**ARTICLE**:
However, the biggest threat to the tubes is a sudden over-heating, which will damage the tubes very rapidly. This could in principal be due to:
•Loss of cooling (feed)
•Too high fuel input (overfiring). Fuel is controlled with a duty controller, summarizing all fuel duty input.
To prevent from such sudden over-heating, the reformer is protected by low feed and steam flow trips, and the fuel is controlled with a duty controller, summarizing all fuel duty input, to prevent overfiring.
Further, as secondary protection, the reformer is protected by flue gas temperature measurement. This is the fastest indicator of over-firing, as process gas in a cold collector can increase in 15-30 seconds if the firing is increased rapidly and a high temperature trip is initiated.
Brian Slemp (CITGO)

**WRITTEN TASK 1**: Set down the part of the reformer tube protection passage that opens with the words containing "Further, as secondary" and closes with "trip is initiated.".
**WRITTEN TASK 2**: Report each line of the records that contains the string "white", matching case exactly.

**LISTED RECORDS**:
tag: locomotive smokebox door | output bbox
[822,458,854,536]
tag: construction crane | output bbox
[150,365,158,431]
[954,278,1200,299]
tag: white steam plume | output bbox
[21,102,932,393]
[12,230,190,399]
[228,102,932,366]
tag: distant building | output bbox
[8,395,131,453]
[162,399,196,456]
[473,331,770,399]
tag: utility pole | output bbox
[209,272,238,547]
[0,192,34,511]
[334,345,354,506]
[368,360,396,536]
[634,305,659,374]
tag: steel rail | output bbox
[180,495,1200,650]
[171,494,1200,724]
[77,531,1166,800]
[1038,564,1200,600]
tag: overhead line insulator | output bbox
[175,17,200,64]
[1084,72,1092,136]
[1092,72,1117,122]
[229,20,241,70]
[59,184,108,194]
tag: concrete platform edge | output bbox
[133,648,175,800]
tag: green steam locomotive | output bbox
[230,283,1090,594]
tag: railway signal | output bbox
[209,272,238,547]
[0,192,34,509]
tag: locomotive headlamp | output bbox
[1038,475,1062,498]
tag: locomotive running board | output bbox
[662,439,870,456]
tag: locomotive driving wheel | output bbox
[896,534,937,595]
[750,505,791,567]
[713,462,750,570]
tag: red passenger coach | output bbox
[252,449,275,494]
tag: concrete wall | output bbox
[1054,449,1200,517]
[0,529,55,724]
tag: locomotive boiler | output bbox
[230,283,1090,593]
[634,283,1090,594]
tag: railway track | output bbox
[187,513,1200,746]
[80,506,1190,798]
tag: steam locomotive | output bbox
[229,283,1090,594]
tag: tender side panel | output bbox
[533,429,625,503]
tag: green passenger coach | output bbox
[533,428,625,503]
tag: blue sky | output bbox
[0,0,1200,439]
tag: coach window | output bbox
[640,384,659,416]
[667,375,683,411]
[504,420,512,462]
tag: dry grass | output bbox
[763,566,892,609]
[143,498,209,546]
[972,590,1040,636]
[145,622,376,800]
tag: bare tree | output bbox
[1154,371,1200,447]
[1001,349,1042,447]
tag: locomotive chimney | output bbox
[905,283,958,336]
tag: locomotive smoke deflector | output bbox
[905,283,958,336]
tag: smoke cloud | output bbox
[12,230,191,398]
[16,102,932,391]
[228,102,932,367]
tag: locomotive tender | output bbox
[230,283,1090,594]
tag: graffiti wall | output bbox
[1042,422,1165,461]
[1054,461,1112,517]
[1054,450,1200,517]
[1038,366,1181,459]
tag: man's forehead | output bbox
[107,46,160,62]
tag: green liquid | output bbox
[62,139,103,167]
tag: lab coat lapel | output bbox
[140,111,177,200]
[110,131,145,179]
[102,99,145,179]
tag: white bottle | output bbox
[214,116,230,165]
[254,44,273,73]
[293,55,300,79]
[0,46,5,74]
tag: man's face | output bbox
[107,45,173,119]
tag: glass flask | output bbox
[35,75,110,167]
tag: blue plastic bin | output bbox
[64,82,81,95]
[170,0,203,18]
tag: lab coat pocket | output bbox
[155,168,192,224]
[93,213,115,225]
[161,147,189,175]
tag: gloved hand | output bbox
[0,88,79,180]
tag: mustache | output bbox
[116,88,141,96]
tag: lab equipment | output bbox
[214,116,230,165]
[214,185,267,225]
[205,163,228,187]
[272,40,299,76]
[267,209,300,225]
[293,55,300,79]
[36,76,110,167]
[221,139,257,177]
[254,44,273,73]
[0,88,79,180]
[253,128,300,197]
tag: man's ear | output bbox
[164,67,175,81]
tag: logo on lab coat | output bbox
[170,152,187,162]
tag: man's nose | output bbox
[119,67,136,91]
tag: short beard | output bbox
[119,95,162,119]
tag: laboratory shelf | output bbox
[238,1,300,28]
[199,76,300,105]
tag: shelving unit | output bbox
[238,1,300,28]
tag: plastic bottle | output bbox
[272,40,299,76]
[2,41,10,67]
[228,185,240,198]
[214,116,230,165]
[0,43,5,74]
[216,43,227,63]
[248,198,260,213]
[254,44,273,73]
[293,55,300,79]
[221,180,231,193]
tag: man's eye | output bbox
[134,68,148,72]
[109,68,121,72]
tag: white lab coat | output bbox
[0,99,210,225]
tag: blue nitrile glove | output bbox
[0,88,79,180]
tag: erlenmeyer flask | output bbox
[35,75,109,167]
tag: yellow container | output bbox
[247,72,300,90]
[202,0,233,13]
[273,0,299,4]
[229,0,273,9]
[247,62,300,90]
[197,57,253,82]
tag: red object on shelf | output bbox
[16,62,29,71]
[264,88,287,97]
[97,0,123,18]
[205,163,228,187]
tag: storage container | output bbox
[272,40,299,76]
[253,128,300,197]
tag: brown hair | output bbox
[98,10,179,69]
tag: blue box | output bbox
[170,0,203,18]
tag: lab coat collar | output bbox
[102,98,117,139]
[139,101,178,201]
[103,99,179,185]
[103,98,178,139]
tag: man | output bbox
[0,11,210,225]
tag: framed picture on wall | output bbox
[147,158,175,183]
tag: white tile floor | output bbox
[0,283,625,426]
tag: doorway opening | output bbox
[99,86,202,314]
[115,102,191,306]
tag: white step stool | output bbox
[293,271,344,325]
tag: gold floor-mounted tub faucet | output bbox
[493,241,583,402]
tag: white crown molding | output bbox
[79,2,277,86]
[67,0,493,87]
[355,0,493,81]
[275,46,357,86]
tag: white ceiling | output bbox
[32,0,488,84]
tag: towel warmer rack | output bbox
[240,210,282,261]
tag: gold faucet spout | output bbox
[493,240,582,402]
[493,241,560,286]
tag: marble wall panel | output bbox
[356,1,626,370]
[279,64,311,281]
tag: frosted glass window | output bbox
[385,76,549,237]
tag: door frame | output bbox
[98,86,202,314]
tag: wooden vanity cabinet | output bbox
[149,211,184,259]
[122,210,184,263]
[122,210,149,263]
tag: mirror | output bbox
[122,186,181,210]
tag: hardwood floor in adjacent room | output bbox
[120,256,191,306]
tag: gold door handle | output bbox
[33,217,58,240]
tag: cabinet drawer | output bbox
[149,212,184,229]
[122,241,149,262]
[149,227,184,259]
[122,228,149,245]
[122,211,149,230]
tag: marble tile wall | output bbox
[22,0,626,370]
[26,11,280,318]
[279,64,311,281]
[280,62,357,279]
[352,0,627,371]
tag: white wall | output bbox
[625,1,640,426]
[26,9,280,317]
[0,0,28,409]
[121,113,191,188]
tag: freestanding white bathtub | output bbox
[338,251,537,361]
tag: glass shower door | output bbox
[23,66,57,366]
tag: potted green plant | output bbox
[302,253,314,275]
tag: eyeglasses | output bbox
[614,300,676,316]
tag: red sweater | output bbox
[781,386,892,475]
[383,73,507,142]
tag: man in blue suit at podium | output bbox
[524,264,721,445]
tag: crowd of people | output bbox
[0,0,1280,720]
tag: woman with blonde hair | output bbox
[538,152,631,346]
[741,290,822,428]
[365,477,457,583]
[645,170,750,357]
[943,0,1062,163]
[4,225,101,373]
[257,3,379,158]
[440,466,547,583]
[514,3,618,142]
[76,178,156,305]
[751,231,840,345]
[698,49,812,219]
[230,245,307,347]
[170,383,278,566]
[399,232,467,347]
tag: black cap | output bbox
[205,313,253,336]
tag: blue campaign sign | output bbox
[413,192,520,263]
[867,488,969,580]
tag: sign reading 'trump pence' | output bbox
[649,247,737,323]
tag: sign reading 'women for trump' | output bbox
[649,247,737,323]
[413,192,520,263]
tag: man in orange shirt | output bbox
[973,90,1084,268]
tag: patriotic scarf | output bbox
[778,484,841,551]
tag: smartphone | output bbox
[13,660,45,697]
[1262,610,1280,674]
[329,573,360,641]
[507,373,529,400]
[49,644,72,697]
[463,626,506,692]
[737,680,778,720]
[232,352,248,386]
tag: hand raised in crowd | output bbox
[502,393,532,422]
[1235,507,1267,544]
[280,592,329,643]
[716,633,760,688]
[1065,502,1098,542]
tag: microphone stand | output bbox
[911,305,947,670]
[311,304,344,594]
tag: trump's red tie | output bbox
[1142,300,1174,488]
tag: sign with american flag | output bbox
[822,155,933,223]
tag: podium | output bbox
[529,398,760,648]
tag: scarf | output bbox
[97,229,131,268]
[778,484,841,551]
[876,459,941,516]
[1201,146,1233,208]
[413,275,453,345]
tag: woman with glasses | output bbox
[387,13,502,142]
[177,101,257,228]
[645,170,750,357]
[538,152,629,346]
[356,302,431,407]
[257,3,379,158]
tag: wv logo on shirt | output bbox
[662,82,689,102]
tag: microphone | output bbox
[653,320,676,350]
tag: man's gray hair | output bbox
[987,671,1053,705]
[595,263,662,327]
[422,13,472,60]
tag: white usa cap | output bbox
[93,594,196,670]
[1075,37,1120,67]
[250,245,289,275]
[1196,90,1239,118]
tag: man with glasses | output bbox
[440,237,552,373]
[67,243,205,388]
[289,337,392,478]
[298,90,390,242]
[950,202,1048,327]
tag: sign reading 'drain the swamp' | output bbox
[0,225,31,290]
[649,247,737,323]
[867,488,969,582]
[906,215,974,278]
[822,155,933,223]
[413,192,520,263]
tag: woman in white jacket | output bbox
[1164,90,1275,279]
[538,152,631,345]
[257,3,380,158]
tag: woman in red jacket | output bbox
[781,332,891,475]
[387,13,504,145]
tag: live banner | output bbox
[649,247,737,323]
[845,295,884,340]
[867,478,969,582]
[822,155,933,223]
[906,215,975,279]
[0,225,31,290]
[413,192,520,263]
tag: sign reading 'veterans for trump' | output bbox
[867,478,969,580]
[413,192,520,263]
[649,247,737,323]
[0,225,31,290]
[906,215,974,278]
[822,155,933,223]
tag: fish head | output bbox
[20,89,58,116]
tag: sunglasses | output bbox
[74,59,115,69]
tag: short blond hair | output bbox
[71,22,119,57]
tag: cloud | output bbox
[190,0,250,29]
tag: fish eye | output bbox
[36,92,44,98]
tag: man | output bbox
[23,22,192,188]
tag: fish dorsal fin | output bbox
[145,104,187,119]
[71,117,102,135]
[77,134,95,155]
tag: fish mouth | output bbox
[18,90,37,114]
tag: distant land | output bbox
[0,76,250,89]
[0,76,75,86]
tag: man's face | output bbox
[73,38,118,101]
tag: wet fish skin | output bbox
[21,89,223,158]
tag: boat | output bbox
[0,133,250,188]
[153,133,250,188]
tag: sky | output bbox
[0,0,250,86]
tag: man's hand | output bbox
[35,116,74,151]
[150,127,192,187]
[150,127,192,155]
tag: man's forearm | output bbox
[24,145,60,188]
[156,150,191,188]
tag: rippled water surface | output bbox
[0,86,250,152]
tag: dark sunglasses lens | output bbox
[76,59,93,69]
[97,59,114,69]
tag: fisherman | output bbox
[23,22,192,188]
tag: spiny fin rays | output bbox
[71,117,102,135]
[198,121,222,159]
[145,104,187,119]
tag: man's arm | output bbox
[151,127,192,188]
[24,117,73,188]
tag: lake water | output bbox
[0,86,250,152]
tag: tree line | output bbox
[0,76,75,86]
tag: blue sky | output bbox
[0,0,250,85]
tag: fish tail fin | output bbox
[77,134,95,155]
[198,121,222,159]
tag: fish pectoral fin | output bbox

**CORRECT RESPONSE 1**:
Further, as secondary protection, the reformer is protected by flue gas temperature measurement. This is the fastest indicator of over-firing, as process gas in a cold collector can increase in 15-30 seconds if the firing is increased rapidly and a high temperature trip is initiated.

**CORRECT RESPONSE 2**:
tag: white steam plume | output bbox
tag: white bottle | output bbox
tag: white lab coat | output bbox
tag: white tile floor | output bbox
tag: white step stool | output bbox
tag: white crown molding | output bbox
tag: white ceiling | output bbox
tag: white wall | output bbox
tag: freestanding white bathtub | output bbox
tag: white usa cap | output bbox
tag: woman in white jacket | output bbox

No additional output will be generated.